_EXTRAIT CHOISI:_

-.-.-

Alex Bleeker – Ce que je retiens surtout, c’est qu’il n’y a désormais plus aucune raison pour se passer de la pedal steel à l’avenir sur un album de Real Estate. Après tout, on aurait pu y avoir recours avant, mais ce n’est pas une coïncidence que cet instrument se retrouve sur ce disque pour la 1ère fois. C’est un album fait à Nashville, ça paraît donc logique qu’il soit imprégné d’une instrumentation country. Cependant, encore une fois, on n’est pas allé à Nashville pour faire notre album country. C’est aussi simple que cela : nous étions à Nashville et la pedal steel était là.
Martin Courtney – Il y a d’autres éléments aussi, peut-être plus subtils, comme la ligne de basse du morceau Haunted World, qui me semble être vaguement country. Ça tient au fait que Daniel nous a suggéré de tenir un peu plus la note. C’est un mélange de plusieurs éléments, finalement. On s’est rendu compte que le producteur avait beaucoup de tricks dans son sac. Des trucs de mec de Nashville.
“À ce stade de notre carrière, nous lever tous les matins pour enregistrer un disque et faire de la musique comme on va au bureau, je dirais que c’est la meilleure chose que l’on pouvait espérer”
Vous avez eu l’occasion de faire quelques honky tonks à Nashville ? Je ne cause pas de ceux de Broadway Street, dans le centre, où tous les touristes viennent s’agglutiner, mais plutôt de ceux en périphérie de la ville.

-.-.-

_MATÉRIEL FOURNI:_
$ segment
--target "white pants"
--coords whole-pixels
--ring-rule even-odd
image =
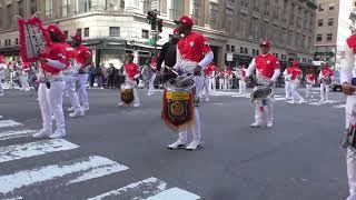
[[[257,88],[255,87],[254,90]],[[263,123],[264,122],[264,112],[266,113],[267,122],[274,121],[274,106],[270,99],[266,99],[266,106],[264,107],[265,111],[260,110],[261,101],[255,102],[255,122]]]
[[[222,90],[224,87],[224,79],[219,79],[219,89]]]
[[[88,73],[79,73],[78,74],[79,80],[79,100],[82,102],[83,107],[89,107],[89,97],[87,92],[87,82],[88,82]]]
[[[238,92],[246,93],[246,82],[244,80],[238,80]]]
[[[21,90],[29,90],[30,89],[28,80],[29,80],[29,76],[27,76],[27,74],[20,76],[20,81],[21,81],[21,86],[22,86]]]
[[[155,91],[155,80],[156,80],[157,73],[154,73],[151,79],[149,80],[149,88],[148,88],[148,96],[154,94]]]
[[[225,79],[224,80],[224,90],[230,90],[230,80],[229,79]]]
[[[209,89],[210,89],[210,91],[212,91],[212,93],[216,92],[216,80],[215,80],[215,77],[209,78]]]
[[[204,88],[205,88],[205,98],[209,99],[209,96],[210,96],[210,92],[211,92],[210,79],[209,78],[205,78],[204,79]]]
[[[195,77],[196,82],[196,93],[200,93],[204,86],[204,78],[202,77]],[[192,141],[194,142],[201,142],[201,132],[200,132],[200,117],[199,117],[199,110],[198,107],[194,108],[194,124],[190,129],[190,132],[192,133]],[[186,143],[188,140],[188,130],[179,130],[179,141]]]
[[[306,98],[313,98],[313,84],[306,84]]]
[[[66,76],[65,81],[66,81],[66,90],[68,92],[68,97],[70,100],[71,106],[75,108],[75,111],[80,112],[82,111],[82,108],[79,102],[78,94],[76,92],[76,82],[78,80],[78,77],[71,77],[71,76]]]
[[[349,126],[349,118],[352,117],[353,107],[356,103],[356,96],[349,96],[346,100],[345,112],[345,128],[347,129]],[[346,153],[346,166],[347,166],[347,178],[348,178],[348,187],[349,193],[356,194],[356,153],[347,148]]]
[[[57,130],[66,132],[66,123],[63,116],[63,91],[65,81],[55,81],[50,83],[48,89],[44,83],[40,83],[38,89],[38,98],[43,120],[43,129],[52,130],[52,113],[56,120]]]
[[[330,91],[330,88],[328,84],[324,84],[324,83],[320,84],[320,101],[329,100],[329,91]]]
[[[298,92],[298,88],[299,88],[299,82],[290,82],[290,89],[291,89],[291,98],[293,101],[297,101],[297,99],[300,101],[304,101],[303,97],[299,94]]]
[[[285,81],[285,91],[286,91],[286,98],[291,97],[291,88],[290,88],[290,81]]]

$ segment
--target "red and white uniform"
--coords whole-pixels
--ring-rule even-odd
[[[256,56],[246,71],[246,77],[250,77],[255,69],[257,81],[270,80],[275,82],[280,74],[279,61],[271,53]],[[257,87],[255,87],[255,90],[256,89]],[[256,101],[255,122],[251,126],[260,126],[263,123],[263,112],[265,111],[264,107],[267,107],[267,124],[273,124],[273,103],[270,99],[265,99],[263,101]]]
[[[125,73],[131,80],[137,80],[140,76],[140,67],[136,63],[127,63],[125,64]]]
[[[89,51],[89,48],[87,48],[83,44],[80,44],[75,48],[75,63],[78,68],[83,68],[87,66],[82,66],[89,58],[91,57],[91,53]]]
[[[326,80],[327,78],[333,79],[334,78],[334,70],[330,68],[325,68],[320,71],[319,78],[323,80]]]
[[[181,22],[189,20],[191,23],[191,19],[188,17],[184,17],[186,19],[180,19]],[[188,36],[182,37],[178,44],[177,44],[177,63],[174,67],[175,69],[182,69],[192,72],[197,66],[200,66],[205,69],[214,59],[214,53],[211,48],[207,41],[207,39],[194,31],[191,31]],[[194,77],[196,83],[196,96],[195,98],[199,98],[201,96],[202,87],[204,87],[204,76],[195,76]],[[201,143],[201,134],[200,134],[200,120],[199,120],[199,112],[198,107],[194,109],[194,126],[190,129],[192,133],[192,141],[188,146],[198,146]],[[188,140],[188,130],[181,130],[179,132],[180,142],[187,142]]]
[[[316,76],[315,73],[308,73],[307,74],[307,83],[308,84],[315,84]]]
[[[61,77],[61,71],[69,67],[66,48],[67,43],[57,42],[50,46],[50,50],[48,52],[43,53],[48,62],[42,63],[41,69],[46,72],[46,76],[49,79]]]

-.-.-

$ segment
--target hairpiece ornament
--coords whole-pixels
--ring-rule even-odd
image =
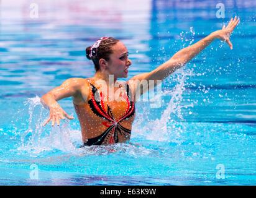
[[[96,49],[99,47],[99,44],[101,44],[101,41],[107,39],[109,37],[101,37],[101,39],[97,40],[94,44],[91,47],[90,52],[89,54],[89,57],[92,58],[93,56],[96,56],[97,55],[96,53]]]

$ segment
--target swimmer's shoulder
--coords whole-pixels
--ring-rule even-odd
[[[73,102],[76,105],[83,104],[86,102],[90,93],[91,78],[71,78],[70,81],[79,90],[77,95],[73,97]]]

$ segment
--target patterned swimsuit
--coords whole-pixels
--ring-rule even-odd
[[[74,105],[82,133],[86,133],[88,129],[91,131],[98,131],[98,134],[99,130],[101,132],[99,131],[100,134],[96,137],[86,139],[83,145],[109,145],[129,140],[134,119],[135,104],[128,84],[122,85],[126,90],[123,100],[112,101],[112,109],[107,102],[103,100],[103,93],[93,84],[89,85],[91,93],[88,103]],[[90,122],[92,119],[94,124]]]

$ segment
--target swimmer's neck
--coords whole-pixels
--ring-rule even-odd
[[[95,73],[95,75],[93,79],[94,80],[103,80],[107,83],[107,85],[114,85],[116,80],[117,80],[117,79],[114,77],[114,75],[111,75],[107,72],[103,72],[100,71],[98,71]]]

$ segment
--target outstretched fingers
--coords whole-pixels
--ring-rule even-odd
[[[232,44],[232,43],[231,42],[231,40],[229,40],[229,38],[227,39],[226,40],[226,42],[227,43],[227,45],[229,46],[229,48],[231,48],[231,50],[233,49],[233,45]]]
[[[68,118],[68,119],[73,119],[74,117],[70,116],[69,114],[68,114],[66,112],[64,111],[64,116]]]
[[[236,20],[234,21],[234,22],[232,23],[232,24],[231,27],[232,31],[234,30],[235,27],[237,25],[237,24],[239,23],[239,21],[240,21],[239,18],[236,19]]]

-.-.-

_CONSIGNES:_
1 – D'après l'entretien sur l'album de Real Estate, dans quelle ville ce disque a-t-il été fait ?
2 – Réécrivez le passage de l'entretien compris entre « Vous avez eu » et « de la ville. », inclus, en remplaçant « Broadway Street » par « Lower Broadway ».
3 – Rédigez la suite de l'entretien sur l'album de Real Estate enregistré à Nashville.

_CORRIGÉ DES CONSIGNES:_
1 – À Nashville.

2 –
Vous avez eu l’occasion de faire quelques honky tonks à Nashville ? Je ne cause pas de ceux de Lower Broadway, dans le centre, où tous les touristes viennent s’agglutiner, mais plutôt de ceux en périphérie de la ville.

3 –
Alex Bleeker – Oui, nous sommes allés dans un honky tonk à Nashville Est. Il faut comprendre que l’on passait le plus clair de notre temps dans le quartier de Music Row, où se trouvent tous les studios mythiques, comme le RCA Studio A, où nous avons enregistré l’album. Pour faire simple, l’atmosphère qui y règne est plutôt celle de l’idée que tu peux te faire du Nashville du milieu du XXe siècle. Nashville Est est plus, hipster, disons. Beaucoup de choses convergent là-bas. On s’est donc retrouvé dans ce rade incroyable, baptisé Fran’s. Et c’est vraiment, comme on dit à Nashville, un endroit où se retrouvent tous les gens du coin (Alex utilise la terminologie down home people, NDLR). La bière est bon marché au bar, genre 2 dollars et les gens fument des cigarettes, je ne suis même pas certain que ce soit légal. Il y a un karaoké aussi.
Martin Courtney – C’est un mélange de population intéressant. Il y avait des types de notre âge, des plus jeunes et d’autres à la dégaine typique de cowboy.
Alex Bleeker – Tu vois bien que les réguliers ont tous un parcours de vie différent, certains ressemblent à des vétérans de guerre amputés.
Martin Courtney – Sauf qu’au bout d’un moment, le type se lève et chante la chanson qui passe au karaoké.
Alex Bleeker – Et là, tout le monde chante avec lui. La personne qui fait l’hôte est clairement le genre queer, jeune et progressif, dans un coin de l’Amérique plutôt très conservateur. Et tout le monde chante ensemble. Au début, ce sont des standards country, puis tous types de chansons. C’était incroyable. Bizarrement, c’est là-bas que j’ai eu l’impression d’être dans le “vrai Nashville”.
Martin, tu parlais de la chanson Haunted World, un titre sur lequel tu chantes “An unfamiliar place, With a familiar song”. Cette dichotomie entre le familier et le non-familier, c’est ce que tu essayes d’exalter dans la musique de Real Estate, dont certains disent qu’elle est toujours la même ?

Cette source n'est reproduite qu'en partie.